Professor Adrian Newton, of the UK’s Bournemouth University, has called for better protection of the threatened fruit forests of Kyrgyzstan, the landlocked and mountainous central Asian state that has been in the news recently because of tensions between the country’s two main ethnic groups – the Uzbeks and the Kyrgyz people.
Though considered remote today, Kyrgyzstan was an important port of call for merchants carrying goods between Asia and Europe along the long and arduous Silk Road who would stock up on fruit and nuts as they passed through southern Kyrgyzstan. The region’s forests, especially those of the Tien Shan mountains, are dominated by edible fruit and nut species, including walnut (Juglans regia) and many varieties of Malus (apple), Pyrus (pear) and Prunus (cherry and plum), and many of the apple trees blooming in our back gardens are descendants of these ancient wild fruit trees, spread into Europe by this route.

------------------------------------------------------------

Set of tasks:
**1.** Reproduce the text of the passage on Kyrgyzstan's fruit forests starting with "Though considered remote" and going on through "by this route.".
**2.** According to the passage on Kyrgyzstan's fruit forests, the forests of which mountains are especially dominated by edible fruit and nut species?
**3.** Decide whether each statement agrees with the passage on Kyrgyzstan's fruit forests, and back each yes or no with the deciding words quoted from it: (a) Adrian Newton is a professor at Bournemouth University. (b) Kyrgyzstan has a coastline. (c) Silk Road merchants stocked up on fruit and nuts while passing through northern Kyrgyzstan.
The entries after this point aren't needed for anything here.

------------------------------------------------------------

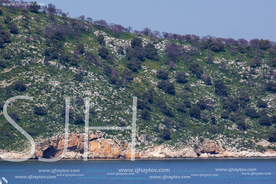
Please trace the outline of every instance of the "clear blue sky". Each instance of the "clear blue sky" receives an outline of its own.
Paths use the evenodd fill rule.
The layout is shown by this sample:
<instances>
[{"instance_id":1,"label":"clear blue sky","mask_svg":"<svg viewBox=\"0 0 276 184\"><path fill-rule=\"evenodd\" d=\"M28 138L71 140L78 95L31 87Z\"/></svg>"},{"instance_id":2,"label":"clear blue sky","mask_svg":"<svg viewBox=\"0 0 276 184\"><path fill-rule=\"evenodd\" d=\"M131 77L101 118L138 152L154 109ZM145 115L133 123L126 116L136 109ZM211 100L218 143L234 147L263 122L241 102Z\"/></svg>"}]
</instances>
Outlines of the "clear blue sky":
<instances>
[{"instance_id":1,"label":"clear blue sky","mask_svg":"<svg viewBox=\"0 0 276 184\"><path fill-rule=\"evenodd\" d=\"M71 17L149 27L181 35L268 39L276 41L275 0L36 0L51 3Z\"/></svg>"}]
</instances>

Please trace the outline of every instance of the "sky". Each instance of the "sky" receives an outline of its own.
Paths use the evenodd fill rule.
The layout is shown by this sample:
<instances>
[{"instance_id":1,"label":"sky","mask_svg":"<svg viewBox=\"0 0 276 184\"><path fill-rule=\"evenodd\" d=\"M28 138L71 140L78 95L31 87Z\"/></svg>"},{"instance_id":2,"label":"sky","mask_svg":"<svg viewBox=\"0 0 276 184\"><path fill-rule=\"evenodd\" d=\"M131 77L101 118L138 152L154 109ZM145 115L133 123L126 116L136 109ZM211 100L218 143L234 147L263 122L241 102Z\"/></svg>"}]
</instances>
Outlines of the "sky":
<instances>
[{"instance_id":1,"label":"sky","mask_svg":"<svg viewBox=\"0 0 276 184\"><path fill-rule=\"evenodd\" d=\"M72 18L83 15L133 30L276 42L275 0L39 0Z\"/></svg>"}]
</instances>

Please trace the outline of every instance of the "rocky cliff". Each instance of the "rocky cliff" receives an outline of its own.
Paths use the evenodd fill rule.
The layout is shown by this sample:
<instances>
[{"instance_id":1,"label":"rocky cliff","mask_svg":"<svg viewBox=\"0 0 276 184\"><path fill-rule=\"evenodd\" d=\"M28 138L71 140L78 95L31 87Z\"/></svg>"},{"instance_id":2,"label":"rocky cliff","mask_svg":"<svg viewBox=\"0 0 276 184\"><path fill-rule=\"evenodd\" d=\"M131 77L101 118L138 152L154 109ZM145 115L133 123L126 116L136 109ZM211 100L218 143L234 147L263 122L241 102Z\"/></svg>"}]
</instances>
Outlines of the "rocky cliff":
<instances>
[{"instance_id":1,"label":"rocky cliff","mask_svg":"<svg viewBox=\"0 0 276 184\"><path fill-rule=\"evenodd\" d=\"M116 139L105 139L100 132L89 133L88 157L89 159L126 158L130 158L130 143L122 143ZM84 134L70 134L67 151L64 158L81 159L83 158ZM186 142L181 148L176 148L166 145L152 145L144 149L136 149L136 158L183 158L257 157L276 157L276 151L267 149L262 152L252 149L242 150L241 148L223 147L214 141L194 138ZM256 143L263 146L275 146L264 141ZM63 151L64 145L64 134L60 134L40 143L36 143L34 159L38 157L55 158ZM27 151L19 153L0 151L0 156L13 158L26 156Z\"/></svg>"}]
</instances>

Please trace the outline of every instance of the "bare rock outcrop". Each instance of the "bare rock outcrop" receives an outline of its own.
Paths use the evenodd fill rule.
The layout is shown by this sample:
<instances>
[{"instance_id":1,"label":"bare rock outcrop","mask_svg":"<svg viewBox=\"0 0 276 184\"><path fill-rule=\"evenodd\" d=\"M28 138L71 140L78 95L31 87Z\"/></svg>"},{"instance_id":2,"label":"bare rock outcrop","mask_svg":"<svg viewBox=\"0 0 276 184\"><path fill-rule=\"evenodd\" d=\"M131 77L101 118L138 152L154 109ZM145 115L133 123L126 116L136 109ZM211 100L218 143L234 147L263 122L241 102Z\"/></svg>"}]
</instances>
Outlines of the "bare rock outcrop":
<instances>
[{"instance_id":1,"label":"bare rock outcrop","mask_svg":"<svg viewBox=\"0 0 276 184\"><path fill-rule=\"evenodd\" d=\"M89 131L88 157L89 159L130 158L131 155L131 143L122 143L116 139L105 139L104 133L100 131ZM64 157L67 159L83 158L84 147L84 134L73 133L69 134L67 152ZM260 152L256 150L238 151L235 147L223 147L214 141L208 139L193 138L187 142L187 145L175 148L167 145L153 145L141 149L136 147L136 158L184 158L258 157L276 157L276 151L268 149ZM265 140L256 143L263 146L274 146ZM58 157L63 151L64 135L59 134L36 143L33 159L39 157L46 158ZM27 151L20 153L0 150L0 156L13 158L26 156Z\"/></svg>"}]
</instances>

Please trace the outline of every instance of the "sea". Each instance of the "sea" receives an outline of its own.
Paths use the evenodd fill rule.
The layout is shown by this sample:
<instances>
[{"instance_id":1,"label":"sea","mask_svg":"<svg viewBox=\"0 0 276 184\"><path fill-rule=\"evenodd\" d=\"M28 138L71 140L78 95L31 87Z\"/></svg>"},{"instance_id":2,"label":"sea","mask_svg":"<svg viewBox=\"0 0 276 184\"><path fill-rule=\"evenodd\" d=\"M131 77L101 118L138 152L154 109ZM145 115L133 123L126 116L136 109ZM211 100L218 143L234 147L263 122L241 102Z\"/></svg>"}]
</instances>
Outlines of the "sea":
<instances>
[{"instance_id":1,"label":"sea","mask_svg":"<svg viewBox=\"0 0 276 184\"><path fill-rule=\"evenodd\" d=\"M276 183L276 159L0 161L5 183Z\"/></svg>"}]
</instances>

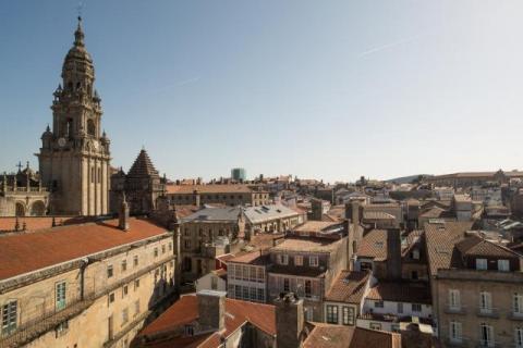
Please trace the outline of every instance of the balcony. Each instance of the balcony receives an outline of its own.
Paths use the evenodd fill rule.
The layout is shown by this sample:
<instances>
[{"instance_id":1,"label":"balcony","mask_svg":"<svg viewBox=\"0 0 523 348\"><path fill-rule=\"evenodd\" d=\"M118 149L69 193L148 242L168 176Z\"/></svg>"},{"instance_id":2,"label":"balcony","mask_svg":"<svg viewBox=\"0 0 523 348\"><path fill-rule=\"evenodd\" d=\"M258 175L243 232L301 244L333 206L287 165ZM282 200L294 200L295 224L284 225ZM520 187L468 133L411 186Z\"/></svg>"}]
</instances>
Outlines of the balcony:
<instances>
[{"instance_id":1,"label":"balcony","mask_svg":"<svg viewBox=\"0 0 523 348\"><path fill-rule=\"evenodd\" d=\"M510 320L521 320L521 321L523 321L523 313L522 312L510 311L507 314L507 318L510 319Z\"/></svg>"},{"instance_id":2,"label":"balcony","mask_svg":"<svg viewBox=\"0 0 523 348\"><path fill-rule=\"evenodd\" d=\"M447 304L443 308L443 312L447 313L447 314L466 314L466 308L464 306Z\"/></svg>"},{"instance_id":3,"label":"balcony","mask_svg":"<svg viewBox=\"0 0 523 348\"><path fill-rule=\"evenodd\" d=\"M499 310L497 308L478 308L476 315L483 318L499 318Z\"/></svg>"},{"instance_id":4,"label":"balcony","mask_svg":"<svg viewBox=\"0 0 523 348\"><path fill-rule=\"evenodd\" d=\"M455 347L455 348L461 348L461 347L469 347L470 345L470 339L466 337L461 337L461 338L446 338L445 339L445 347Z\"/></svg>"},{"instance_id":5,"label":"balcony","mask_svg":"<svg viewBox=\"0 0 523 348\"><path fill-rule=\"evenodd\" d=\"M479 343L476 345L477 348L501 348L502 345L494 340L479 339Z\"/></svg>"}]
</instances>

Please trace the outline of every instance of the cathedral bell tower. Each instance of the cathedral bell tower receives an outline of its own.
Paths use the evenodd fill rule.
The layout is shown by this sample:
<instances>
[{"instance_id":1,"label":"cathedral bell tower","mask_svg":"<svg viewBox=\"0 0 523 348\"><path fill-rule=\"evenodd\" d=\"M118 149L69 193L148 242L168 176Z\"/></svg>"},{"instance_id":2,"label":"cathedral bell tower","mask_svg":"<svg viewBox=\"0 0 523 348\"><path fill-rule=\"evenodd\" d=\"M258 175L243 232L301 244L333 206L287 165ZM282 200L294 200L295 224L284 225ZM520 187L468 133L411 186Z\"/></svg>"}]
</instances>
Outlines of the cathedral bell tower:
<instances>
[{"instance_id":1,"label":"cathedral bell tower","mask_svg":"<svg viewBox=\"0 0 523 348\"><path fill-rule=\"evenodd\" d=\"M53 94L52 129L37 154L53 214L100 215L109 210L110 140L101 133L95 69L85 49L82 18L63 61L62 84Z\"/></svg>"}]
</instances>

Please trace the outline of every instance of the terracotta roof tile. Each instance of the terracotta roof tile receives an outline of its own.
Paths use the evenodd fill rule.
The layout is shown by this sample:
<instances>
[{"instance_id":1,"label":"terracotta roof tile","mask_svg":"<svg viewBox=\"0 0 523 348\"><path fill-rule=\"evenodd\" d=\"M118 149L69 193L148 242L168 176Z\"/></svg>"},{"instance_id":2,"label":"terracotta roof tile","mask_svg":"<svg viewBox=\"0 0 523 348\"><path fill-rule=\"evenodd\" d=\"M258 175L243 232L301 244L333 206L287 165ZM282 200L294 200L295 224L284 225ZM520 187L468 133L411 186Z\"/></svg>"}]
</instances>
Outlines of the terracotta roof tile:
<instances>
[{"instance_id":1,"label":"terracotta roof tile","mask_svg":"<svg viewBox=\"0 0 523 348\"><path fill-rule=\"evenodd\" d=\"M342 271L332 283L325 300L361 303L369 276L367 272Z\"/></svg>"},{"instance_id":2,"label":"terracotta roof tile","mask_svg":"<svg viewBox=\"0 0 523 348\"><path fill-rule=\"evenodd\" d=\"M243 184L209 184L209 185L167 185L168 194L188 195L195 190L199 194L256 194L248 185ZM262 194L262 191L259 191Z\"/></svg>"},{"instance_id":3,"label":"terracotta roof tile","mask_svg":"<svg viewBox=\"0 0 523 348\"><path fill-rule=\"evenodd\" d=\"M0 236L0 279L165 233L165 228L148 220L130 219L127 232L118 228L118 220L110 220L3 235Z\"/></svg>"},{"instance_id":4,"label":"terracotta roof tile","mask_svg":"<svg viewBox=\"0 0 523 348\"><path fill-rule=\"evenodd\" d=\"M431 303L430 290L423 283L379 282L368 290L366 298L408 303Z\"/></svg>"},{"instance_id":5,"label":"terracotta roof tile","mask_svg":"<svg viewBox=\"0 0 523 348\"><path fill-rule=\"evenodd\" d=\"M461 257L454 246L465 238L465 232L470 231L473 224L474 222L470 221L425 224L428 269L433 276L438 273L438 269L461 265Z\"/></svg>"},{"instance_id":6,"label":"terracotta roof tile","mask_svg":"<svg viewBox=\"0 0 523 348\"><path fill-rule=\"evenodd\" d=\"M387 231L369 231L357 247L356 254L360 258L373 258L376 261L387 260Z\"/></svg>"},{"instance_id":7,"label":"terracotta roof tile","mask_svg":"<svg viewBox=\"0 0 523 348\"><path fill-rule=\"evenodd\" d=\"M181 297L160 316L147 325L138 335L139 337L161 335L169 333L177 327L190 324L199 318L198 300L196 295L186 295ZM229 337L234 331L250 322L260 331L273 336L276 335L276 311L275 306L254 303L248 301L234 300L226 298L226 331L223 335ZM198 336L196 336L198 337ZM166 347L185 347L181 341L186 337L174 337L168 339L171 346ZM198 347L218 347L220 344L219 335L211 334Z\"/></svg>"}]
</instances>

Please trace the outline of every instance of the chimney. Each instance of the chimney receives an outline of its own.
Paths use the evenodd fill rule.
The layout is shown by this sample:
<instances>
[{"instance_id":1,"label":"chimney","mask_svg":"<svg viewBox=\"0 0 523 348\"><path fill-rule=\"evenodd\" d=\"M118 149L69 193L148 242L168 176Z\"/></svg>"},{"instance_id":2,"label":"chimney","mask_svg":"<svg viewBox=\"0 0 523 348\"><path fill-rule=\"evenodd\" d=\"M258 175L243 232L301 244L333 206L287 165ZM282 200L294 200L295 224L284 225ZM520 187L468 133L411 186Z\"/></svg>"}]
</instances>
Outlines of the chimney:
<instances>
[{"instance_id":1,"label":"chimney","mask_svg":"<svg viewBox=\"0 0 523 348\"><path fill-rule=\"evenodd\" d=\"M321 221L321 216L324 215L323 210L323 201L321 199L311 199L311 209L312 209L312 216L311 220L314 221Z\"/></svg>"},{"instance_id":2,"label":"chimney","mask_svg":"<svg viewBox=\"0 0 523 348\"><path fill-rule=\"evenodd\" d=\"M118 219L118 227L122 231L129 231L129 204L125 200L125 192L122 192L122 204L120 206L120 214Z\"/></svg>"},{"instance_id":3,"label":"chimney","mask_svg":"<svg viewBox=\"0 0 523 348\"><path fill-rule=\"evenodd\" d=\"M217 290L199 290L196 294L202 332L220 332L226 327L226 291Z\"/></svg>"},{"instance_id":4,"label":"chimney","mask_svg":"<svg viewBox=\"0 0 523 348\"><path fill-rule=\"evenodd\" d=\"M199 207L199 192L197 189L193 191L193 204Z\"/></svg>"},{"instance_id":5,"label":"chimney","mask_svg":"<svg viewBox=\"0 0 523 348\"><path fill-rule=\"evenodd\" d=\"M303 299L293 293L280 294L275 299L276 306L276 343L278 348L299 348L300 336L304 326Z\"/></svg>"}]
</instances>

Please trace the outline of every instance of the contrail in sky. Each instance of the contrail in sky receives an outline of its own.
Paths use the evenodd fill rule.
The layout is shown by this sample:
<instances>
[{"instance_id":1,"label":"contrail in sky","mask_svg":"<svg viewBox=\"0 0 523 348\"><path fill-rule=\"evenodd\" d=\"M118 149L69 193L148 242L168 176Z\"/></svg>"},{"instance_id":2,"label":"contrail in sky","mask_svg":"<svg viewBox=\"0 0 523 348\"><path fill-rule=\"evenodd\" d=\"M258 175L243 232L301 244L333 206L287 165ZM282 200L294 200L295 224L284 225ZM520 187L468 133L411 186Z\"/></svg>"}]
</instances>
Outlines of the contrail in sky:
<instances>
[{"instance_id":1,"label":"contrail in sky","mask_svg":"<svg viewBox=\"0 0 523 348\"><path fill-rule=\"evenodd\" d=\"M363 51L357 57L362 58L362 57L365 57L365 55L374 54L374 53L377 53L377 52L380 52L380 51L385 51L385 50L394 48L397 46L405 45L405 44L415 41L415 40L419 39L421 37L423 37L426 34L418 34L418 35L415 35L415 36L412 36L412 37L408 37L408 38L398 40L398 41L393 41L393 42L390 42L390 44L378 46L378 47L372 48L369 50Z\"/></svg>"}]
</instances>

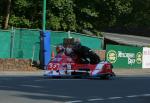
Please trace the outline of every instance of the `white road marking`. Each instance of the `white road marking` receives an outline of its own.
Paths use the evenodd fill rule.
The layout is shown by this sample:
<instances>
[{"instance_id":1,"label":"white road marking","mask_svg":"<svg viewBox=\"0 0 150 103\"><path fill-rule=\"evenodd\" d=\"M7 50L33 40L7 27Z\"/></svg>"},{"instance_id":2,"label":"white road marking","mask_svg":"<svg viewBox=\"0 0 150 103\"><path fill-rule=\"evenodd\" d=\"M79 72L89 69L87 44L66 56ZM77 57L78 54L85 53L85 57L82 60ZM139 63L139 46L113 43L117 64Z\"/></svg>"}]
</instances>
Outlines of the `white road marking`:
<instances>
[{"instance_id":1,"label":"white road marking","mask_svg":"<svg viewBox=\"0 0 150 103\"><path fill-rule=\"evenodd\" d=\"M76 101L68 101L68 102L65 102L65 103L81 103L81 102L83 102L83 101L81 101L81 100L76 100Z\"/></svg>"},{"instance_id":2,"label":"white road marking","mask_svg":"<svg viewBox=\"0 0 150 103\"><path fill-rule=\"evenodd\" d=\"M121 99L123 97L109 97L108 99Z\"/></svg>"},{"instance_id":3,"label":"white road marking","mask_svg":"<svg viewBox=\"0 0 150 103\"><path fill-rule=\"evenodd\" d=\"M91 102L91 101L101 101L101 100L104 100L103 98L95 98L95 99L89 99L88 101Z\"/></svg>"},{"instance_id":4,"label":"white road marking","mask_svg":"<svg viewBox=\"0 0 150 103\"><path fill-rule=\"evenodd\" d=\"M139 97L140 95L129 95L129 96L126 96L128 98L135 98L135 97Z\"/></svg>"},{"instance_id":5,"label":"white road marking","mask_svg":"<svg viewBox=\"0 0 150 103\"><path fill-rule=\"evenodd\" d=\"M150 94L142 94L141 96L147 97L147 96L150 96Z\"/></svg>"},{"instance_id":6,"label":"white road marking","mask_svg":"<svg viewBox=\"0 0 150 103\"><path fill-rule=\"evenodd\" d=\"M123 97L108 97L108 98L94 98L94 99L87 99L85 101L88 102L94 102L94 101L107 101L107 100L116 100L116 99L123 99L123 98L137 98L137 97L150 97L150 94L139 94L139 95L128 95ZM82 100L74 100L74 101L68 101L65 103L83 103Z\"/></svg>"}]
</instances>

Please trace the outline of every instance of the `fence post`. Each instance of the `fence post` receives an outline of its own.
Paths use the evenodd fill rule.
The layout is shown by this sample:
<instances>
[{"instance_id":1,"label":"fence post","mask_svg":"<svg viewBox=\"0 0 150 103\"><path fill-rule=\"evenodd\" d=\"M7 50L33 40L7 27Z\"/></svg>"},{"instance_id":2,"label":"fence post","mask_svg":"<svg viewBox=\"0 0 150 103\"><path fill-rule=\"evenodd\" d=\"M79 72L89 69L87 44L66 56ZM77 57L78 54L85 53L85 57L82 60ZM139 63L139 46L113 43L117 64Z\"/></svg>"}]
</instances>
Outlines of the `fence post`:
<instances>
[{"instance_id":1,"label":"fence post","mask_svg":"<svg viewBox=\"0 0 150 103\"><path fill-rule=\"evenodd\" d=\"M13 58L13 48L14 48L14 27L11 28L11 40L10 40L10 58Z\"/></svg>"}]
</instances>

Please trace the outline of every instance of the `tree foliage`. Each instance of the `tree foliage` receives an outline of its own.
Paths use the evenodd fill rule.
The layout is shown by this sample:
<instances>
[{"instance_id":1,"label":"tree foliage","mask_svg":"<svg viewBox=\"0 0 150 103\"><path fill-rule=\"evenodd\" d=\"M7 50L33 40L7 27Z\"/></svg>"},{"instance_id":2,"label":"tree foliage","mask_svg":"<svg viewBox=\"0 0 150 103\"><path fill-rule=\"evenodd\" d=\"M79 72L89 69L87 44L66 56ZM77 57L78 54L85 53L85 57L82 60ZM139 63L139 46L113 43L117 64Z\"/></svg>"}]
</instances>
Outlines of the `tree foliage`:
<instances>
[{"instance_id":1,"label":"tree foliage","mask_svg":"<svg viewBox=\"0 0 150 103\"><path fill-rule=\"evenodd\" d=\"M0 1L0 26L8 0ZM5 5L4 5L5 4ZM42 28L43 0L12 0L9 27ZM149 0L47 0L46 28L101 31L110 27L150 26Z\"/></svg>"}]
</instances>

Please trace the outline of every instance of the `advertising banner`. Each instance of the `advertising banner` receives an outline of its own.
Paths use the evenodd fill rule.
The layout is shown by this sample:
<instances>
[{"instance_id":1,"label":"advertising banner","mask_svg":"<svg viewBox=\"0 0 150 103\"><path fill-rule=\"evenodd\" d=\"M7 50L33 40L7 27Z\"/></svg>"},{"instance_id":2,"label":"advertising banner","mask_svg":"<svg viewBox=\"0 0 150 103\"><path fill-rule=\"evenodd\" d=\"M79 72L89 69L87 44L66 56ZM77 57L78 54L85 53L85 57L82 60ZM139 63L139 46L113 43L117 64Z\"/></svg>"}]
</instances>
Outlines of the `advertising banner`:
<instances>
[{"instance_id":1,"label":"advertising banner","mask_svg":"<svg viewBox=\"0 0 150 103\"><path fill-rule=\"evenodd\" d=\"M124 45L107 45L106 60L114 68L142 68L142 48Z\"/></svg>"},{"instance_id":2,"label":"advertising banner","mask_svg":"<svg viewBox=\"0 0 150 103\"><path fill-rule=\"evenodd\" d=\"M142 68L150 68L150 48L143 48L143 64Z\"/></svg>"}]
</instances>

------------------------------------------------------------

Solutions to each task:
**1.**
Though considered remote today, Kyrgyzstan was an important port of call for merchants carrying goods between Asia and Europe along the long and arduous Silk Road who would stock up on fruit and nuts as they passed through southern Kyrgyzstan. The region’s forests, especially those of the Tien Shan mountains, are dominated by edible fruit and nut species, including walnut (Juglans regia) and many varieties of Malus (apple), Pyrus (pear) and Prunus (cherry and plum), and many of the apple trees blooming in our back gardens are descendants of these ancient wild fruit trees, spread into Europe by this route.

**2.** The Tien Shan mountains.

**3.**
(a) Yes: "Professor Adrian Newton, of the UK’s Bournemouth University"
(b) No: "the landlocked and mountainous central Asian state"
(c) No: "as they passed through southern Kyrgyzstan"